:: Exercise goal ::
Translate this sentence from the passage below on living longer into Spanish: "Death is also beautiful, and should be embraced, not chased away."

:: Quoted passage ::
^^^^^^^^

I agree life is beautiful, the world is beautiful, and people and plants, and animals, and lakes and rivers are beautiful. But I don't see the point of actively pursuing to live longer, by the time you're 120 you're pretty much exhausted and sleeping all the time, you can't run through the fields, or jump into a clear lake, or even prepare your own food for that matter.

Your days are spent being tired and having memories of long-passed days. It seems like you're trying to hold onto life that doesn't need you and want you anymore.

Life has an expectancy for all beings, new life needs to enter the world and live and experience and then die -- that seems beutiful to me.

Death is also beautiful, and should be embraced, not chased away.

If you believe in afterlife, why live longer?
If you don't believe in afterlife, why live longer?

If you live longer you are gonna experience more suffering. That is pretty much a fact.
I am more interested in a diet that can improve my life experience , rather than improving my life expectancy.

^^^^^^^^

Dataset entries
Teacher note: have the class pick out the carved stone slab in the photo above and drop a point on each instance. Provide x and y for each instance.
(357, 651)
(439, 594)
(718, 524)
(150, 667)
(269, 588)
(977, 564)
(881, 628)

^^^^^^^^

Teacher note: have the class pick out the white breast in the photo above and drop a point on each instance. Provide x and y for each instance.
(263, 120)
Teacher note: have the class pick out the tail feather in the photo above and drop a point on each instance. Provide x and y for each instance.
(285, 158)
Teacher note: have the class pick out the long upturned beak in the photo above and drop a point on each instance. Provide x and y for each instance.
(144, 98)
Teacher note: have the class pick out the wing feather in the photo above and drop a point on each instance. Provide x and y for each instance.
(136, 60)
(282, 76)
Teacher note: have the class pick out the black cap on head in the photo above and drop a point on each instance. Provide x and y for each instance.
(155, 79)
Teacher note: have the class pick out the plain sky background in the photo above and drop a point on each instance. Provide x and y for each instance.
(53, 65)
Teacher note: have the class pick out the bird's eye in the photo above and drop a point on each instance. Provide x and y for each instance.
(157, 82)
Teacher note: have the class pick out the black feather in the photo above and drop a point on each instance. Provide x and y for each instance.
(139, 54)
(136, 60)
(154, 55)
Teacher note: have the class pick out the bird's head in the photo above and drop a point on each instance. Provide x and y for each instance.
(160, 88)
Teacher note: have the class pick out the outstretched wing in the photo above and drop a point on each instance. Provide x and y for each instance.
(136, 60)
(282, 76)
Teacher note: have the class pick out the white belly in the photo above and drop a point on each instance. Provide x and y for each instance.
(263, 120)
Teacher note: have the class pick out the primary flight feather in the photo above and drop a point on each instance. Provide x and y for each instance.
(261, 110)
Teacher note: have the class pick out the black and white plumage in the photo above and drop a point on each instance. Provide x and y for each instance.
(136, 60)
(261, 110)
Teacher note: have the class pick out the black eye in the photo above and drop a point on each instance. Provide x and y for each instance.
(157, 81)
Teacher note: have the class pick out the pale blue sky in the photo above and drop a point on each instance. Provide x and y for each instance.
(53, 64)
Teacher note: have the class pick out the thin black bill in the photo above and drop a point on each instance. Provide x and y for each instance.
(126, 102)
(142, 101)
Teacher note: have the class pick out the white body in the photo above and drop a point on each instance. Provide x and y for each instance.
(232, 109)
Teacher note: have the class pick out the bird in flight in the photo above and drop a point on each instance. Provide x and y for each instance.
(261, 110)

^^^^^^^^

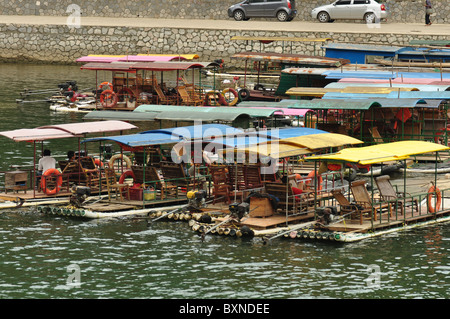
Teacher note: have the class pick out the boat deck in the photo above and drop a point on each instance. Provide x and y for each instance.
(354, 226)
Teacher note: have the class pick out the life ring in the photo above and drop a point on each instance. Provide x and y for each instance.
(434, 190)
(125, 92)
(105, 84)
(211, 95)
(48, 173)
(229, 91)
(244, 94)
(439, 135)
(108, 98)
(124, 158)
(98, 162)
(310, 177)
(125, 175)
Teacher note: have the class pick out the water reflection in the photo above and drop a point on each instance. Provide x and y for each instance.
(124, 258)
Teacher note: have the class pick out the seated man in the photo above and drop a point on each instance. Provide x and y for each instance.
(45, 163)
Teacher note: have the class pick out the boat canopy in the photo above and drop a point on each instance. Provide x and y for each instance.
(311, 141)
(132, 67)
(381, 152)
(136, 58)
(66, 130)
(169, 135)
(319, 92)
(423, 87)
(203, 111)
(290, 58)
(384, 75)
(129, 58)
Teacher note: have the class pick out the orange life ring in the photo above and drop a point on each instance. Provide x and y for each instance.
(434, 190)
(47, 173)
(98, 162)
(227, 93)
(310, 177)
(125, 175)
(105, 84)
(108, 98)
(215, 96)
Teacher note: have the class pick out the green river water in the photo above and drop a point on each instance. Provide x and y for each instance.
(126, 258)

^^^^^^^^

:: Solution to this problem ::
La muerte también es hermosa, y debería ser abrazada, no ahuyentada.